AVAILABLE DATA:
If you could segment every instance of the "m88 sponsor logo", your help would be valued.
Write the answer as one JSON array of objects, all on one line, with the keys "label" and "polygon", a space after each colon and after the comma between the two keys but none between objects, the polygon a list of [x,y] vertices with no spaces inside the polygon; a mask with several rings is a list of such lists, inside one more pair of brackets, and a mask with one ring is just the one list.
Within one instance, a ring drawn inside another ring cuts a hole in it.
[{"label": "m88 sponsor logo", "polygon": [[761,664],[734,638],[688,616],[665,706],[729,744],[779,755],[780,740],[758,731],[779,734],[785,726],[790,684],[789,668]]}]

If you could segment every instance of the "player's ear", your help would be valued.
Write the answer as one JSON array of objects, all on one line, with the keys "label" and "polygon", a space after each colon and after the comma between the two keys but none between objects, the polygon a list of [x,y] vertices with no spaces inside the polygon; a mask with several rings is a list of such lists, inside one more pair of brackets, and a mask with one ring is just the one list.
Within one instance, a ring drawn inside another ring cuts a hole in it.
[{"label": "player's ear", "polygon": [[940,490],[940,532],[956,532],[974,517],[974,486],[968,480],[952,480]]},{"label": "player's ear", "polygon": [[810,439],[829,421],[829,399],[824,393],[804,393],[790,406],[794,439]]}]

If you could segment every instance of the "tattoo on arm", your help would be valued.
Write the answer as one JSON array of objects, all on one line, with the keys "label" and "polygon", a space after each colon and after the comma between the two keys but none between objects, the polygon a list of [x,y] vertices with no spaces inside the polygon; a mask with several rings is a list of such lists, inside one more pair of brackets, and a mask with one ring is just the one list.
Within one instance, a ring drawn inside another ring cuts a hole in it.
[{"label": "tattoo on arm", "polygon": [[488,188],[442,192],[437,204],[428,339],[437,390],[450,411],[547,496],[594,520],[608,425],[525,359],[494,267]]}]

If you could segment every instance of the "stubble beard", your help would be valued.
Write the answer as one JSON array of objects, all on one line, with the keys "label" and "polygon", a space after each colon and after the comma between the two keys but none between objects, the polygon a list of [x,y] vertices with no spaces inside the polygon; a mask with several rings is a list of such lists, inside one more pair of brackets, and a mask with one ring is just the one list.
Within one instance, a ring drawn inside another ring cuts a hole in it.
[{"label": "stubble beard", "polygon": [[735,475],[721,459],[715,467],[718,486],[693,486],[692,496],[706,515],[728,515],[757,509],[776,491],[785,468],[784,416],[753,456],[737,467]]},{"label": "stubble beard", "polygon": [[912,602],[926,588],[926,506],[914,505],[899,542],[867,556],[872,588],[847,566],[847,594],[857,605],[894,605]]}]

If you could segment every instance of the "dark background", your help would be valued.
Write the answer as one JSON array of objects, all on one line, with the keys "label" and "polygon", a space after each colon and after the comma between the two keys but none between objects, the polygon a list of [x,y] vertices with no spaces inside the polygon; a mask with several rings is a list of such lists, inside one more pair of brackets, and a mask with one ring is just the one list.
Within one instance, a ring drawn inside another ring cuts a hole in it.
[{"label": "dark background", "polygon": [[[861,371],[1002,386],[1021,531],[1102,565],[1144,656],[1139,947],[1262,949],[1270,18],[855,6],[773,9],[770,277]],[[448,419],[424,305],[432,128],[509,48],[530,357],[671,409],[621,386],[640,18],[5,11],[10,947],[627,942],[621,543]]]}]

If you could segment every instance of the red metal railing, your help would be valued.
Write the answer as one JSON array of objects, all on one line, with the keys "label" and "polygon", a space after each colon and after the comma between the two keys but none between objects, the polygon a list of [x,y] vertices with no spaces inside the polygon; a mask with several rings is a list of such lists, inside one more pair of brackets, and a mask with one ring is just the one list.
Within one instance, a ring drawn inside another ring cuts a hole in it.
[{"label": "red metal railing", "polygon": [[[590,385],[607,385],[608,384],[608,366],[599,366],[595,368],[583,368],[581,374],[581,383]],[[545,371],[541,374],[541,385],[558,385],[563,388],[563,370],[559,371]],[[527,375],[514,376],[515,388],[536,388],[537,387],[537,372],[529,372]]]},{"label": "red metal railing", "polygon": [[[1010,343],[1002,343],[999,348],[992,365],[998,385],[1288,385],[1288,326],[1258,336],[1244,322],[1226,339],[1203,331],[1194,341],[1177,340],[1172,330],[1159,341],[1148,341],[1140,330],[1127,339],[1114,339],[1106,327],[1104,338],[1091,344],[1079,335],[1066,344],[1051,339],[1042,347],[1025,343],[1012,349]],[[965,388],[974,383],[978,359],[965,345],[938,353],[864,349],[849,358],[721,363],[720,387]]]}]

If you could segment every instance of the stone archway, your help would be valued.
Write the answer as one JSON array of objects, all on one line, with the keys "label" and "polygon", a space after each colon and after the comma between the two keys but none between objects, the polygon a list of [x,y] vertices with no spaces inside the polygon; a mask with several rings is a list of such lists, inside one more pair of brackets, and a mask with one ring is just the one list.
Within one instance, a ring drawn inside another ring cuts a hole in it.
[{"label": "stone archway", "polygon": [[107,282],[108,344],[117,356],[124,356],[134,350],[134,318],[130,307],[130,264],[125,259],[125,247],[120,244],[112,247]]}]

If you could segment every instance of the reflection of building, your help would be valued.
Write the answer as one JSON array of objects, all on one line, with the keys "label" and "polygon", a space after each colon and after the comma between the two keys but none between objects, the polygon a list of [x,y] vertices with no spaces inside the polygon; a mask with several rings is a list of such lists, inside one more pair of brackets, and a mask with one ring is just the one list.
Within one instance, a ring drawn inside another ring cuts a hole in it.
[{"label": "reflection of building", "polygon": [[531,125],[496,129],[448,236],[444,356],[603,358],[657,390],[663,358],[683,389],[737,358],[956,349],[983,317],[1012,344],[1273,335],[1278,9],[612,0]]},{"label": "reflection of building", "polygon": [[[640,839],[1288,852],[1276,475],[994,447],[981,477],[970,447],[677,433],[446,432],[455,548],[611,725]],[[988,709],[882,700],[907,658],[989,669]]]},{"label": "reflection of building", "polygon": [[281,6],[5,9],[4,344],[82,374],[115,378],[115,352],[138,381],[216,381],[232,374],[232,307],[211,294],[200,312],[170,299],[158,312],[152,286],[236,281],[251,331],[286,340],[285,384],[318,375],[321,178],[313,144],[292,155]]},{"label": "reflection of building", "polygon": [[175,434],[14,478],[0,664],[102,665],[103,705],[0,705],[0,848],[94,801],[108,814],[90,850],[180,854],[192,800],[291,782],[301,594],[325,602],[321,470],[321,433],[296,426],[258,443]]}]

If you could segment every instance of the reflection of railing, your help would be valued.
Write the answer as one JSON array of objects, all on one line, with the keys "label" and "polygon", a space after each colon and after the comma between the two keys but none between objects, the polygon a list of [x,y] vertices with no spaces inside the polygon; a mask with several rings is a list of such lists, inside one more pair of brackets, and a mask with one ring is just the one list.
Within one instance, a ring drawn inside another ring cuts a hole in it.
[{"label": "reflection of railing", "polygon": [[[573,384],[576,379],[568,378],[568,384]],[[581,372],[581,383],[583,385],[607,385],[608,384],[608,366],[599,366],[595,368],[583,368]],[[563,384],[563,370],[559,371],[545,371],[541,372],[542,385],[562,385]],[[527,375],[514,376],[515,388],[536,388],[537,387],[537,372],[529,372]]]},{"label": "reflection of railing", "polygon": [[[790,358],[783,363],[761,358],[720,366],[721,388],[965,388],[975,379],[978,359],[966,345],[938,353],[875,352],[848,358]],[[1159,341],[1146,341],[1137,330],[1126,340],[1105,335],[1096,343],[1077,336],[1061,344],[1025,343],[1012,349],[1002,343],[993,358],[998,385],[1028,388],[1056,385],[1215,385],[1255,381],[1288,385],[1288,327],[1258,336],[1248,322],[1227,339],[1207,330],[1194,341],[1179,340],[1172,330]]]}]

WORK REQUIRED: Report every line in the records above that contains the word "dark", copying each such line in full. Only exact-case matches count.

RESPONSE:
If you could segment every instance of the "dark background", your help would be valued.
[{"label": "dark background", "polygon": [[[861,371],[1002,386],[1021,531],[1102,565],[1144,656],[1139,947],[1262,949],[1270,18],[855,6],[773,9],[770,277]],[[448,419],[424,305],[432,128],[509,48],[530,357],[671,409],[621,386],[640,18],[5,11],[10,947],[627,942],[621,543]]]}]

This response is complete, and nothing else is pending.